Instructions to follow ▸
All that is needed is every record, duplicated exactly.

Data excerpts ▸
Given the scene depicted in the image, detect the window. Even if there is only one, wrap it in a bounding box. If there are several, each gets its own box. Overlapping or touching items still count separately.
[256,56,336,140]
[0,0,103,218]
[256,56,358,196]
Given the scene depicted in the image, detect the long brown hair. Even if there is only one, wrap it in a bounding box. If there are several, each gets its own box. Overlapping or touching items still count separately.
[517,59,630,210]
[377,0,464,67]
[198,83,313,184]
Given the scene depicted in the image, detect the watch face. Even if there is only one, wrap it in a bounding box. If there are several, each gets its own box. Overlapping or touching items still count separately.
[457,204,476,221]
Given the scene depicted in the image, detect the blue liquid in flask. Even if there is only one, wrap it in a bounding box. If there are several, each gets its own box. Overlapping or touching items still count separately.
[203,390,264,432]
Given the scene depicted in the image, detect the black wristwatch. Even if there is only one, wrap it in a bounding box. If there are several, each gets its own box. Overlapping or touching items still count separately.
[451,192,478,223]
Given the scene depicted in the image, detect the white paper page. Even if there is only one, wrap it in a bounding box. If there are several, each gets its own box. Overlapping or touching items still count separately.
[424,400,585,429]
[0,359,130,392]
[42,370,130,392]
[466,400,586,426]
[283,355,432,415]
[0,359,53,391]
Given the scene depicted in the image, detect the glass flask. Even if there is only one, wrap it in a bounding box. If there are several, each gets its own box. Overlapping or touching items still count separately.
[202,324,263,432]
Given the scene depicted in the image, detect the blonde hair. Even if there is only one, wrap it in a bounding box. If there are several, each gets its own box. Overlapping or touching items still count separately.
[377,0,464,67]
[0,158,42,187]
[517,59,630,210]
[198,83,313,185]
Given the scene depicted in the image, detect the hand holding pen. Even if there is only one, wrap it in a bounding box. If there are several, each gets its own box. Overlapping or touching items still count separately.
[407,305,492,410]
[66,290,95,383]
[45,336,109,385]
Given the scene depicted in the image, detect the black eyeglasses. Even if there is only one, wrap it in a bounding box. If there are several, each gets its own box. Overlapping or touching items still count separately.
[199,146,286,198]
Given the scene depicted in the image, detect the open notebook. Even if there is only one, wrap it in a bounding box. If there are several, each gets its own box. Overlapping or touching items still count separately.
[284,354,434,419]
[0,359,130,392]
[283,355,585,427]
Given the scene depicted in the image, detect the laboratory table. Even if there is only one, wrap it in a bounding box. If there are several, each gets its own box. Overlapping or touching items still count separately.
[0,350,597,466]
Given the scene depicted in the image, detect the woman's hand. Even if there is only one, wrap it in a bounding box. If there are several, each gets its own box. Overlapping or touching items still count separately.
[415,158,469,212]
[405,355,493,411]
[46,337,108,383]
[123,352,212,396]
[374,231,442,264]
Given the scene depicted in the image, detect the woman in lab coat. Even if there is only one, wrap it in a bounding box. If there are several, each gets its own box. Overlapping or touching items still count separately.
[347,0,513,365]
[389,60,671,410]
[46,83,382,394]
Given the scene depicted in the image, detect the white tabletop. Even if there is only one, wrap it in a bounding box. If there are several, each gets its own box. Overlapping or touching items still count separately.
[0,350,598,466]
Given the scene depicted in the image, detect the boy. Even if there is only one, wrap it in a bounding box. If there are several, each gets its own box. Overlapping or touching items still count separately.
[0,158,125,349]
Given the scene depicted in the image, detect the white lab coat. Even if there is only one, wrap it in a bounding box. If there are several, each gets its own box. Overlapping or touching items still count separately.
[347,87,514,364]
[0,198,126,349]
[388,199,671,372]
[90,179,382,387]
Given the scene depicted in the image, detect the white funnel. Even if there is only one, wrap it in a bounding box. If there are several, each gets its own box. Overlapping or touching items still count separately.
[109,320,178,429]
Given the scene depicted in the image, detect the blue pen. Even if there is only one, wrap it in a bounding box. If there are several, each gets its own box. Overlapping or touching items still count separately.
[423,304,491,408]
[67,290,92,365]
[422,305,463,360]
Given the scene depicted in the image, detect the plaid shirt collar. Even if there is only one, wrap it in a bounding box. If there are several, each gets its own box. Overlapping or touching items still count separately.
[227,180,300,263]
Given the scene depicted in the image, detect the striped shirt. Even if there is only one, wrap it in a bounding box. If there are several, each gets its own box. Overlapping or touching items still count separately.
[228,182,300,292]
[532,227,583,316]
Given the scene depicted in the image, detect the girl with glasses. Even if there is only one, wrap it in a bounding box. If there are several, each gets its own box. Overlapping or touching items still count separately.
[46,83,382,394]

Exercise result ▸
Given the scene depicted in the image, detect the window. Even if there is only one, wrap it in a bounding box. If there are several, each gets its own box. Overlapping or touching items still count separately.
[256,56,336,140]
[0,0,103,218]
[256,56,358,196]
Given the scene depicted in the image, detect the long brown hair. Even if there is only one, wrap it in a bounding box. If there are several, each gets its own box. Overlapping or touching items still count separately.
[517,59,630,210]
[377,0,464,67]
[198,83,313,184]
Given the scene depicted in the image, detect the watch face. Even if there is only one, wrap it in a bounding box. If there are several, each gets its own box. Overlapping or touching items still count separately.
[457,204,476,221]
Given the scene depicted in the image, detect the blue liquid in flask. Even if there is only one, wrap it in a bounding box. If there are several, each gets its own box. Overlapping or touching items still count separately.
[203,390,264,432]
Given the scene depicted in the image, detect the black wristwatch. Even if there is only one, wrap it in a bounding box. If there are several, each gets its own box. Overlapping or touching items still count separately.
[451,192,478,223]
Given the scene depicted in the image, detect the white paper page. Even if there is only one, wrap it in a bounding box. If there are several, each gets its own box. Overlapping or touching items still count separately.
[424,400,585,429]
[0,359,130,392]
[42,370,130,392]
[466,400,586,426]
[283,355,432,415]
[0,359,53,391]
Given the scene depicted in the image, detect the glass flask. Even if there is only one, wrap it in a bounding box. If there are several, each gets its own box. Overlapping or touching items still count separately.
[202,324,263,432]
Given the scene depicted in the image, detect the blonde hair. Even if there is only one, wrap it in a bounding box. If there are several, each gets its own box. Overlapping or touching items still count separately.
[377,0,464,67]
[0,158,42,187]
[517,59,630,210]
[198,83,313,185]
Given the scene depicted in the image, detect the hand holding pen. Even if there is only one, wrap it in a bounding box. If there are several, each gets its own box. Overlapping or touching items still count separately.
[407,305,492,410]
[66,290,95,383]
[45,336,109,385]
Given the scene depicted in the image, detect the black eyeglasses. Even if there is only one, wrap it in a bounding box. If there are several, each gets its own box. Overlapping or touching items still count separately.
[199,146,286,198]
Given the scene depicted in the image, detect the open notebook. Even if there is only one, wrap it in a bounding box. If there are several, each gets its own box. Overlapping or touching items still count separately.
[284,354,434,419]
[0,359,130,392]
[283,355,585,427]
Given the scene depicted in the image, detect the laboratory table. Even if there is only one, wrap it in a bounding box. If there are several, each gets its own box. Overlapping or touching items still count separately.
[0,350,597,466]
Given the scene depicted in the image, detect the woman's hand. Even if there is only one, wrap it in a bounding box. If there are several, each gets its own box. Overlapping or touching items still count separately.
[415,158,469,212]
[405,355,493,411]
[46,337,108,383]
[123,352,212,396]
[374,231,442,264]
Given the scene depicted in the image, detect the woman in lab coat. Even if there is only one, wrap it in a bounding box. If there are several, each gets its own box. Overlapping or touching items still count separately.
[347,0,513,365]
[389,60,671,410]
[46,83,382,394]
Given the scene depicted in the image, detect the white tabletop. Even if there is only one, wrap it in a bounding box. If there are several, each gets its own box. Overlapping or touching items still count separately.
[0,350,598,466]
Given the scene depicted in the image, detect the boy. Even if there is only one, wrap it in a bounding box. If there are several, each gets its own box. Overlapping or touching items still count separately.
[0,158,125,349]
Given the scene depicted in the image, detect the white lab coat. Even if there is only one, wrap it in a bounding box. If there are several, each gets its own box. Overlapping or touching items still count separately.
[347,87,514,364]
[0,198,126,349]
[388,199,671,372]
[90,179,382,387]
Given the scene depicted in the image, detect the white funnel. Even if there is only one, wrap it in a bounding box. If there are several, each gets its own box. Overlapping or touching items still count separately.
[109,320,178,429]
Given the scene depicted in the image, detect the blue pen. Even if there is only one, wrap it in a bounding box. If there are several, each gets its own box. Overlapping or touching items still count separately.
[423,304,491,408]
[67,290,92,365]
[422,305,463,360]
Given the scene depicted in the image, detect the plaid shirt collar. Even if there is only one, wrap it in a bounding box. If there are several, each gets its own box. Overlapping or touching items still count separately.
[227,180,300,263]
Given the scene depicted in the image, detect the striped shirt. Even if there is only one, wrap it in a bounding box. If there are several, each gets its own box. Overlapping or touching items still count separately.
[228,182,300,292]
[532,227,583,316]
Given the scene depicted in the image, detect the girl with glasses. Even if there is only one, wrap it in a bounding box. If there are several, each gets its own box. Overlapping or touching items still count separately.
[46,83,382,394]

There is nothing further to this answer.